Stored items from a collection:

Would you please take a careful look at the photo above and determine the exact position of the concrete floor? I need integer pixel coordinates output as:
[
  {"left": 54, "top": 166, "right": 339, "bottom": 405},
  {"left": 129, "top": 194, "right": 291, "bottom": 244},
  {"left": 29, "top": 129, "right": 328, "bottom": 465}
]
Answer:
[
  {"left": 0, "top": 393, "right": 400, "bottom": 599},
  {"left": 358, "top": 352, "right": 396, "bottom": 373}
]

#### TO DO:
Quote each line above in full, word for word.

#### SOLVED EXERCISE:
Would you please take a careful look at the photo above and determine the exact position of the concrete floor? I need integer pixel coordinates output as:
[
  {"left": 54, "top": 166, "right": 339, "bottom": 405},
  {"left": 129, "top": 194, "right": 291, "bottom": 244},
  {"left": 29, "top": 129, "right": 328, "bottom": 465}
]
Answer:
[
  {"left": 0, "top": 393, "right": 400, "bottom": 599},
  {"left": 358, "top": 352, "right": 396, "bottom": 373}
]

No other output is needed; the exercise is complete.